* Work required *
Take the records below and print them verbatim up to and including the line that carries "Need: a point on every instance of the truck windshield, laid".

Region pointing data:
━━━━━━

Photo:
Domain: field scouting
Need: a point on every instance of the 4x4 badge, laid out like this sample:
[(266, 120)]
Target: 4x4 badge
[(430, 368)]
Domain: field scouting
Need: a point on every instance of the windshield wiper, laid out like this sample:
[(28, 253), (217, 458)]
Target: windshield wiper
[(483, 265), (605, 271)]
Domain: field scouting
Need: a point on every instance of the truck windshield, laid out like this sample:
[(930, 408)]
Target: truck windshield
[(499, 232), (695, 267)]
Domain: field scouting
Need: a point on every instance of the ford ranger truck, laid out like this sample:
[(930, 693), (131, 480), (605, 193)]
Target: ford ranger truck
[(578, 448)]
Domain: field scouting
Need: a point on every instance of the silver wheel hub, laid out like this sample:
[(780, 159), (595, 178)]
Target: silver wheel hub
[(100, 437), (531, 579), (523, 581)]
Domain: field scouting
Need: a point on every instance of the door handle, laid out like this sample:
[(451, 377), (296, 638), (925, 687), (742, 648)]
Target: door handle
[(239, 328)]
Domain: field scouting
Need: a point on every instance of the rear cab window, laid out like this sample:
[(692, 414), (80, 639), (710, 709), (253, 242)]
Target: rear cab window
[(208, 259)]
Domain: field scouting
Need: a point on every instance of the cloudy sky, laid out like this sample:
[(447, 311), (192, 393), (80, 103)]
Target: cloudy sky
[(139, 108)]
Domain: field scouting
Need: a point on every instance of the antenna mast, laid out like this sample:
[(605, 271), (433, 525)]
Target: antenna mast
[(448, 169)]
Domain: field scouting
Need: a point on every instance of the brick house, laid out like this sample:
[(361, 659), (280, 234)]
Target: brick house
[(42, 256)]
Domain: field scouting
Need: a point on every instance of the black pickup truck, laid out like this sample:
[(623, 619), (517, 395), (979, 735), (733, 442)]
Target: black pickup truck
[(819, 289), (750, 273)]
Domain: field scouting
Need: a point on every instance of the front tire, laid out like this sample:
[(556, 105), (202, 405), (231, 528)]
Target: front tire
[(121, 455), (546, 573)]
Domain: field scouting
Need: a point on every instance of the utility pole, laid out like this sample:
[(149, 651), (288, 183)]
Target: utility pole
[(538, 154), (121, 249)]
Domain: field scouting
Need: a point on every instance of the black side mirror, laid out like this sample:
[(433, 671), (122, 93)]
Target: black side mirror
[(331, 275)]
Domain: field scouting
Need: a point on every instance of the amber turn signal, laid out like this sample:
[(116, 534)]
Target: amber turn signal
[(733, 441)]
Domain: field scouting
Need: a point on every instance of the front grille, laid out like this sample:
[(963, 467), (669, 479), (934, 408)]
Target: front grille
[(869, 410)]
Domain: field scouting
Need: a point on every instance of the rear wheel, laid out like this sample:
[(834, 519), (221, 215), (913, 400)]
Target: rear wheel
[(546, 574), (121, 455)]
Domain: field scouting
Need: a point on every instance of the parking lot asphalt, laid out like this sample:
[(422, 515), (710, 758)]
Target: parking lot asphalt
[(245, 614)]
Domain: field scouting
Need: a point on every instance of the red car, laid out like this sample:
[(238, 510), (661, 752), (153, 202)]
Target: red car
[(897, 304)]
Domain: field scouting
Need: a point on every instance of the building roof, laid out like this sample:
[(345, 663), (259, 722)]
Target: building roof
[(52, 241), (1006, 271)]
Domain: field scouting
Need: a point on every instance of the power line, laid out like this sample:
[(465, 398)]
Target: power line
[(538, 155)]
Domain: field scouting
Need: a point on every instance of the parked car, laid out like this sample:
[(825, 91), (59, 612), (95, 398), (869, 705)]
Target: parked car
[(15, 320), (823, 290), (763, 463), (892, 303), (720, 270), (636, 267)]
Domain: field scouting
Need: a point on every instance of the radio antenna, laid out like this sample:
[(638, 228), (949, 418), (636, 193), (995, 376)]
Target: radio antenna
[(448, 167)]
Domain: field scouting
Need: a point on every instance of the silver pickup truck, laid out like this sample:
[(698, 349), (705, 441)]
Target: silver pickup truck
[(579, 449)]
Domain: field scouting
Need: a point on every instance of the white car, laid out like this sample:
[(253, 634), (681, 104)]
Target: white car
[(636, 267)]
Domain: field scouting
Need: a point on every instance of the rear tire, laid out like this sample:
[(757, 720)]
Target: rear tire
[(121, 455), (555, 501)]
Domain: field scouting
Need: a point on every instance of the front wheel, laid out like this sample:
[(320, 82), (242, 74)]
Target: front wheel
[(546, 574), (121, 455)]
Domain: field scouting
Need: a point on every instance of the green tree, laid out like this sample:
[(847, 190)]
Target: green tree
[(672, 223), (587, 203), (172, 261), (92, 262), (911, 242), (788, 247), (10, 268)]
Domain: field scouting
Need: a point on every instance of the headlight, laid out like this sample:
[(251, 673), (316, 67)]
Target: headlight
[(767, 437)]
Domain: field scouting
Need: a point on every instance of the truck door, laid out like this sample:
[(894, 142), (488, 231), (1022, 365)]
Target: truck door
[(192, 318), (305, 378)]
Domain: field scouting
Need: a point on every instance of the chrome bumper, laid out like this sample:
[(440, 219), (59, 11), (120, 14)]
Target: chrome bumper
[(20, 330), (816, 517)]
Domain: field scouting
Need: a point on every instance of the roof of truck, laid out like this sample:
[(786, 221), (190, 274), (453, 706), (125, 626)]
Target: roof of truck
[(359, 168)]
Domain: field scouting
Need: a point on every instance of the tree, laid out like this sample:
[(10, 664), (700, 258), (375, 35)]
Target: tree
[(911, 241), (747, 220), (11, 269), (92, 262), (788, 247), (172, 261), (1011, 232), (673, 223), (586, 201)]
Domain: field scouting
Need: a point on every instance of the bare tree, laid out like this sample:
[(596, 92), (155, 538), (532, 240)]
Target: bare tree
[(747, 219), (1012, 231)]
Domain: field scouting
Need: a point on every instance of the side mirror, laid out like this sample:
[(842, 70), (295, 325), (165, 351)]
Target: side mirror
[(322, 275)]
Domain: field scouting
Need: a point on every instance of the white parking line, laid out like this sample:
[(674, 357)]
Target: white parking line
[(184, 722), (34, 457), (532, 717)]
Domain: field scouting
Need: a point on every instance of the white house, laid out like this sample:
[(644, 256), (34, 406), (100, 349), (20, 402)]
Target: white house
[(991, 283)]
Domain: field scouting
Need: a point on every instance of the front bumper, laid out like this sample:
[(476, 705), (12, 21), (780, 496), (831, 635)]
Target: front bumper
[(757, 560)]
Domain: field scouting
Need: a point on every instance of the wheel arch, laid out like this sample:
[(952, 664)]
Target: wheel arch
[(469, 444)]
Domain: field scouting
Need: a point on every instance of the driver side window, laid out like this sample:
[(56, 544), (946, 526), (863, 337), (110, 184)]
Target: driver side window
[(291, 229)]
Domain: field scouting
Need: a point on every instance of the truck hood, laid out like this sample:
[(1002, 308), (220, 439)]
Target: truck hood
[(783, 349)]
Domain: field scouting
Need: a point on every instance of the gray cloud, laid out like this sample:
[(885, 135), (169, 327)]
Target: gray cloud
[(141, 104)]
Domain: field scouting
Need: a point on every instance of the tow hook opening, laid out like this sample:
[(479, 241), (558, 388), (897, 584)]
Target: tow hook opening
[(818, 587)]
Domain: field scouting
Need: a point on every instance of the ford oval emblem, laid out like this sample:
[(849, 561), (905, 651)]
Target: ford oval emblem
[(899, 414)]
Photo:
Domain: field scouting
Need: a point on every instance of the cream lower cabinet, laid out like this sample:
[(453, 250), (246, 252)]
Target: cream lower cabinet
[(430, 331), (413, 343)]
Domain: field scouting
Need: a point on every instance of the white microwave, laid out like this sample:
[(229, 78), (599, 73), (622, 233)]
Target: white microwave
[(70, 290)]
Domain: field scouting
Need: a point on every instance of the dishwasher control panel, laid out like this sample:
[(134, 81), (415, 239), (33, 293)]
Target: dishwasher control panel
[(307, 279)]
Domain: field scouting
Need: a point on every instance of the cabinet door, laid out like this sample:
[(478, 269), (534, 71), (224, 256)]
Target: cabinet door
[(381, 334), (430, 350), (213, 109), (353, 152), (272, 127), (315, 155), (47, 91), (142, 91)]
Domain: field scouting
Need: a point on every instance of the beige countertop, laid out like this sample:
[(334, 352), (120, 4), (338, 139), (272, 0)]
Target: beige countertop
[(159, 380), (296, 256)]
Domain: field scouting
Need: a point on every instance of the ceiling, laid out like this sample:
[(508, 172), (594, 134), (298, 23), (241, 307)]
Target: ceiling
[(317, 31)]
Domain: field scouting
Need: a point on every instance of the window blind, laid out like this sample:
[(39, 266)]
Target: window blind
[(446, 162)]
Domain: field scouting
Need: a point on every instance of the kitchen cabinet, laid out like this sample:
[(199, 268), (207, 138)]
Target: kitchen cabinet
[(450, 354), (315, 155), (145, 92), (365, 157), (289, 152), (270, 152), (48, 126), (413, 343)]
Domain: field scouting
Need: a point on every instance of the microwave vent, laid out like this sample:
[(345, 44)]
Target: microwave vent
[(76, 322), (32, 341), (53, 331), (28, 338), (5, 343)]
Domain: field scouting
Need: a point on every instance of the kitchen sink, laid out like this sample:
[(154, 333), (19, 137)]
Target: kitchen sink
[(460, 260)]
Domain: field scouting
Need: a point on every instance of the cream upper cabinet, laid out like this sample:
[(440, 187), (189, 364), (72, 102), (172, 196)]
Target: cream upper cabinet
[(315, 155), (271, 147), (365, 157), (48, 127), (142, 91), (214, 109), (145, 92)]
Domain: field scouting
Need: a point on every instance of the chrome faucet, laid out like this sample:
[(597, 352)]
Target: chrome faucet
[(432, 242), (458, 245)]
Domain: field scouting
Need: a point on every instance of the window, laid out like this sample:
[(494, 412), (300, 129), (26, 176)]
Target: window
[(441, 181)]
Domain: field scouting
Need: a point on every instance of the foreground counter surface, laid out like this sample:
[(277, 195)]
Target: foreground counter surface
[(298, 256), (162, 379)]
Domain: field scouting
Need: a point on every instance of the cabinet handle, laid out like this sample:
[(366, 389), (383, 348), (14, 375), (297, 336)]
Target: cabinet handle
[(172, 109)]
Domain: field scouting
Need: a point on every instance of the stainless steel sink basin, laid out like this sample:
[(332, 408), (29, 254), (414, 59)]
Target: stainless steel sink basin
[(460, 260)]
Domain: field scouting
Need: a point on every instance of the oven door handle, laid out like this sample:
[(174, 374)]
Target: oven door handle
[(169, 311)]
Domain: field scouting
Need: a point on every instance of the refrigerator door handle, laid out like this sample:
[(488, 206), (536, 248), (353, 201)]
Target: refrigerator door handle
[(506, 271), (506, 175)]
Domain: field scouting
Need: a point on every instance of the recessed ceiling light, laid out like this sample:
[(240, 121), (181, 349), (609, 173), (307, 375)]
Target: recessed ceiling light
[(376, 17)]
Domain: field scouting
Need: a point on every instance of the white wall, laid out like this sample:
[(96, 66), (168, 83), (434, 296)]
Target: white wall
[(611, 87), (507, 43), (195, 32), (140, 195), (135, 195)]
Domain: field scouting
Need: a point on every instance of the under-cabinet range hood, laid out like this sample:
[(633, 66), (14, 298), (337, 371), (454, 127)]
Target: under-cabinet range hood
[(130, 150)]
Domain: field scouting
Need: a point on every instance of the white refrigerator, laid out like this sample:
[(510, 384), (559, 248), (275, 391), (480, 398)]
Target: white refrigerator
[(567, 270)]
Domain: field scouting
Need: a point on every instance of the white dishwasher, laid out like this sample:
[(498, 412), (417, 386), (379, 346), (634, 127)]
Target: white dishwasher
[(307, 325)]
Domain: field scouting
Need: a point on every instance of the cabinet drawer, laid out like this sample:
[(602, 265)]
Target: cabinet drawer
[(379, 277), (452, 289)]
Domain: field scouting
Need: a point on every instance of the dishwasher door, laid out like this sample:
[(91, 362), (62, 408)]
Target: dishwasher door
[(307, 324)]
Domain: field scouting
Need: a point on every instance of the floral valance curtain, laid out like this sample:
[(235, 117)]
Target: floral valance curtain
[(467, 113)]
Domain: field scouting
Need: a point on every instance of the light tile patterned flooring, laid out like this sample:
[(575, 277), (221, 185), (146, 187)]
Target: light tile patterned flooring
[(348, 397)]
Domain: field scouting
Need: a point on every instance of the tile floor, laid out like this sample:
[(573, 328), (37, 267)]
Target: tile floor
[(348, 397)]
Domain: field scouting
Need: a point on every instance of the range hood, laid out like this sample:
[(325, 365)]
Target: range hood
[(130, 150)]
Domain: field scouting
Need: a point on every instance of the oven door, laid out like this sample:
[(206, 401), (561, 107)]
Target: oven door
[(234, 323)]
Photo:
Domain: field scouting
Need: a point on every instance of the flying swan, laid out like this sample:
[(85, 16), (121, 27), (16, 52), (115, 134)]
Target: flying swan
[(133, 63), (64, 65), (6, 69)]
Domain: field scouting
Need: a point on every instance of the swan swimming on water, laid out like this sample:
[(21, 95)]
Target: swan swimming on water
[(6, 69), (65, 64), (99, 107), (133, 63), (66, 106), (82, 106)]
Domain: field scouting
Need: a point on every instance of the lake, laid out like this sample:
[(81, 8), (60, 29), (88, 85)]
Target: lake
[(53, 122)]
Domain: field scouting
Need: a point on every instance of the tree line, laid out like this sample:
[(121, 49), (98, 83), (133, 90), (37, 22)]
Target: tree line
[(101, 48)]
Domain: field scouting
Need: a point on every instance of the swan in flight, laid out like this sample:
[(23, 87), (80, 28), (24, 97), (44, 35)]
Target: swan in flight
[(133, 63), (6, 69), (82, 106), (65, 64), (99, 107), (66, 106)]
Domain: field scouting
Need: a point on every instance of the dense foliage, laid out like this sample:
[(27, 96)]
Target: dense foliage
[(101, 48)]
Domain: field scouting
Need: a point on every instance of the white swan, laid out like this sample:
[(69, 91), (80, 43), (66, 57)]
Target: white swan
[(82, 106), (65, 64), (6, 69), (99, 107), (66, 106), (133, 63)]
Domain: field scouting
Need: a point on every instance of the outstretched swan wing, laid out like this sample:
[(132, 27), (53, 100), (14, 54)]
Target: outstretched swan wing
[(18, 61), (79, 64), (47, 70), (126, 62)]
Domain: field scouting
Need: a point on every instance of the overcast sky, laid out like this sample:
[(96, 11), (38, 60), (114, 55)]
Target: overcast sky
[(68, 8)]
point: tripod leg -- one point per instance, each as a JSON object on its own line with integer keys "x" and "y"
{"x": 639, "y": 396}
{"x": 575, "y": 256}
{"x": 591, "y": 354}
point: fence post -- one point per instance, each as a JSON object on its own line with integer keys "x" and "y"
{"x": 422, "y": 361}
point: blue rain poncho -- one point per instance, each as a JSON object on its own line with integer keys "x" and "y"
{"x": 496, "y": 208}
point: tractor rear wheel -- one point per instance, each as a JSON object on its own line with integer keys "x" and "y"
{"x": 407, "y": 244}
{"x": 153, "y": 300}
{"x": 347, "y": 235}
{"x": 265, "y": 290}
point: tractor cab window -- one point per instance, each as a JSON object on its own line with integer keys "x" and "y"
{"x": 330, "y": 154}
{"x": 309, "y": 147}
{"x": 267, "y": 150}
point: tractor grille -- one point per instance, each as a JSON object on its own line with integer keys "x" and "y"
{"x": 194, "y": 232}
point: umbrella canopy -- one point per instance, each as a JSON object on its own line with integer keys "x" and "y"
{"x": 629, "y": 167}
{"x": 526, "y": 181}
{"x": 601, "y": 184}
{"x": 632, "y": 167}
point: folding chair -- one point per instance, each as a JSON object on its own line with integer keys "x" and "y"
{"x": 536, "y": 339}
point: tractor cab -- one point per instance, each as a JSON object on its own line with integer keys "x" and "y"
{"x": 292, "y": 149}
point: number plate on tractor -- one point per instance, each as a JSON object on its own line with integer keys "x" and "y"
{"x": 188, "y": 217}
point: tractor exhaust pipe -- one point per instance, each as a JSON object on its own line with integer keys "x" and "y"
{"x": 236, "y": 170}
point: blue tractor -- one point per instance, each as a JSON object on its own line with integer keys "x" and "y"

━━━━━━

* Finished exercise *
Photo:
Domain: field scouting
Need: a point on every instance of the 4x4 badge, laid out like this sample:
[(266, 120)]
Target: 4x4 badge
[(430, 368)]
Domain: field scouting
Need: a point on every instance of the windshield wiper, laid out like this sample:
[(28, 253), (217, 458)]
Target: windshield wiper
[(483, 265), (605, 271)]
Domain: field scouting
Need: a point on every instance of the truck windshield, laid out like this sample:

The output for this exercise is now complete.